=== STRONA ===
◇ ◇ ◇ ◇ ◇ ◇ ◇

Jak się lata śmigłowcem
Moderatorzy: PZL Belfegor, RzEmYk
Jak się lata śmigłowcem
Witam, chciałem spróbować czegoś nowego i zacząc uczyć się latać śmigłowcem, czy istnieją jakieś poradniki na ten temat, albo ktoś byłby chętny podzielić się swymi uwagami. Z góry dziękuję.
-
Sebastian
Ja już nie latałem w FS'ie od kilku miesięcy (z różnych powodów), ale coś jeszcze pamiętam
:
1.Przede wszystkim nie możesz machać joystickiem, żadnych gwałtownych ruchów. Mogą one wprowadzić śmigłowiec w taką rotację, że już nic nie pomoże
. Trzeba się trochę przyzwyczaić, bo na początku ma się odruch "mocnego" kontrowania.
2.Przy lądowaniu patrz na sztuczny horyzont, musi być ustawiony idealnie. Spójrz jak wygląda, gdy stoisz na ziemi, bo nie zawsze jego dobre ustawienie jest oczywiste.
3. Najlepiej zacznij naukę od podstawowych śmigłowców z FS'a, te z "Hovercontrol" często są bardziej wymagające.
4.W śmigłowcach z płozami uważaj na nie, łatwo o kolizję. Wiem, że te o których mówiłem w poprzednim punkcie akurat je mają, ale to nie zmienia faktu, że nimi lata się łatwiej.
5. Poza tym niektórzy zmieniają realizm, gdy latają helikopterami, ale ja korzystałem z maksymalnych ustawień i było ok.
Pozdrawiam,
Tomek
1.Przede wszystkim nie możesz machać joystickiem, żadnych gwałtownych ruchów. Mogą one wprowadzić śmigłowiec w taką rotację, że już nic nie pomoże
2.Przy lądowaniu patrz na sztuczny horyzont, musi być ustawiony idealnie. Spójrz jak wygląda, gdy stoisz na ziemi, bo nie zawsze jego dobre ustawienie jest oczywiste.

◇ ◇ ◇ ◇ ◇ ◇ ◇

=== ZADANIA DO WYKONANIA ===
1. We fragmencie wątku o lataniu śmigłowcem od "3. Najlepiej zacznij" do "ustawień i było ok." zamień "helikopterami" na "śmigłowcami" i podaj ten fragment w całości.
2. Kontynuuj wątek forum o nauce latania śmigłowcem, zaczynając po jego ostatnim zdaniu.

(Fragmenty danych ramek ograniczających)

◇ ◇ ◇ ◇ ◇ ◇ ◇

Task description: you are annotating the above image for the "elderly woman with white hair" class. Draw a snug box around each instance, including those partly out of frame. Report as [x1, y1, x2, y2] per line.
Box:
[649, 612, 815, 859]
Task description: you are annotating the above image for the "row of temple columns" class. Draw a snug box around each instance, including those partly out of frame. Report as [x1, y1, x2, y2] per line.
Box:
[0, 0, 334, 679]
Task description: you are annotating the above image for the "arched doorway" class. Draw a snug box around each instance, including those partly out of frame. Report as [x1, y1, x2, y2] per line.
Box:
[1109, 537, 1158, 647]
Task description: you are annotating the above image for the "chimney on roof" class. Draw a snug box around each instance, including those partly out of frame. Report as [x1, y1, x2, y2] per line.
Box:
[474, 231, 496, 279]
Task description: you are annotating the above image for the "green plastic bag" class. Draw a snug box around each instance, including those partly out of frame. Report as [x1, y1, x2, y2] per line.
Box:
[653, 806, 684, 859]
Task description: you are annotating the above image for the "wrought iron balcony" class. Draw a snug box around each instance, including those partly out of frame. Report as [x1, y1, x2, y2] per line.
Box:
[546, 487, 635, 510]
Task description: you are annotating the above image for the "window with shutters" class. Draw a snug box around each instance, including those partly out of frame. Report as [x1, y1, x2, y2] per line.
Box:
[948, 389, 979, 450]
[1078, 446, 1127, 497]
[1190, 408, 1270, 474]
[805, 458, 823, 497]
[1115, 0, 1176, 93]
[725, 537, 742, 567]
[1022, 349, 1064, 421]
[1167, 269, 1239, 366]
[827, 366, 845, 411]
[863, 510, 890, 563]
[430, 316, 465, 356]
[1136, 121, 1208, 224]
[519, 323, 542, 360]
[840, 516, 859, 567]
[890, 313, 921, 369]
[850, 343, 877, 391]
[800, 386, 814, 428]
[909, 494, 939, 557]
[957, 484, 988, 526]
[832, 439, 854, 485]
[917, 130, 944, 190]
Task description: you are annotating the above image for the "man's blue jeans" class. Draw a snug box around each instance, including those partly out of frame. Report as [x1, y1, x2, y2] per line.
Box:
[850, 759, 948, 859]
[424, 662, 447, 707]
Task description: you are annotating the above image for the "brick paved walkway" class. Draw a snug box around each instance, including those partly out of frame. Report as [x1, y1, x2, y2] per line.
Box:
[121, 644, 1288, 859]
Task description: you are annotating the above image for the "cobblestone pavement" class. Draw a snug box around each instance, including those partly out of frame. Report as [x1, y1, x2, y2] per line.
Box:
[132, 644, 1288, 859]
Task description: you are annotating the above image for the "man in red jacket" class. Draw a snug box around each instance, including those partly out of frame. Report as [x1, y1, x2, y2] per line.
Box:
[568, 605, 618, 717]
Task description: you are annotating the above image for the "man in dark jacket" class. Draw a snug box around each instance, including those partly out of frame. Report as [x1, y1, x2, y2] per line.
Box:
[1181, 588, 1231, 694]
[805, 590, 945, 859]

◇ ◇ ◇ ◇ ◇ ◇ ◇

=== ZESTAW ODPOWIEDZI ===
1.
3. Najlepiej zacznij naukę od podstawowych śmigłowców z FS'a, te z "Hovercontrol" często są bardziej wymagające.
4.W śmigłowcach z płozami uważaj na nie, łatwo o kolizję. Wiem, że te o których mówiłem w poprzednim punkcie akurat je mają, ale to nie zmienia faktu, że nimi lata się łatwiej.
5. Poza tym niektórzy zmieniają realizm, gdy latają śmigłowcami, ale ja korzystałem z maksymalnych ustawień i było ok.

2.
3. Najlepiej zacznij naukę od podstawowych śmigłowców z FS'a, te z "Hovercontrol" często są bardziej wymagające.
4.W śmigłowcach z płozami uważaj na nie, łatwo o kolizję. Wiem, że te o których mówiłem w poprzednim punkcie akurat je mają, ale to nie zmienia faktu, że nimi lata się łatwiej.
5. Poza tym niektórzy zmieniają realizm, gdy latają helikopterami, ale ja korzystałem z maksymalnych ustawień i było ok.
Pozdrawiam,
Tomek
A podstawy znasz?
W skrócie:
-> wirnik generuje jednocześnie ciąg (w samolocie - silniki) i siłę nośną (w samolocie - skrzydła)
-> dźwignią skoku ogólnego (w samolocie - przepustnica) regulujesz moc zespołu napędowego i skok łopat wirnika... czyli po prostu dodajesz/zdejmujesz gaz
-> największa siła nośna występuje przy poziomym położeniu płaszczyzny wirnika (czyli oś obrotu prosto do góry)
-> dźwignią skoku okresowego (drążek) kierujesz pochyleniem/przechyleniem śmigłowca
-> w miarę pochylania śmigłowca w dowolną stronę "rozmieniasz" siłę nośną na ciąg o wektorze skierowanym w kierunku pochylenia... czyli lecisz tam gdzie się pochylisz
-> wirnik główny generuje moment obrotowy, który przekręca śmigłowiec, tym mocniej im więcej gazu dodasz
-> aby temu zapobiec masz wirnik ogonowy sterowany pedałami (jak orczyk - ster kierunku - w samolocie) którym kontrujesz moment obrotowy, im szybciej lecisz tym mniej, bo śmigłowiec jest trzymany prosto przez opływ powietrza (zresztą w samolocie przy locie z większą prędkością ster kierunku również traci na znaczeniu
Podsumowanie:
-> startując musisz dodać mocy i kontrować
-> zdejmij nieco mocy by wejść w zawis, cały czas kontruj, żeby się nie kręcić
-> pochyl śmigłowiec do przodu, zaczniesz nabierać prędkości, ale tracić wysokość
-> dodawaj mocy aż przestaniesz opadać i rozpędzaj się coraz mniej kontrując
Uwagi:
Nie wiem jakim dysponujesz sprzętem, ale nie wyobrażam sobie latania śmigłowcem na klawiaturze. Sam joystick to tez za mało. Niezbędna wydaje mi się analogowa przepustnica (choćby suwak na joy'u) i takiż orczyk (pedały albo - jak u mnie - kołyska na przepustnicy).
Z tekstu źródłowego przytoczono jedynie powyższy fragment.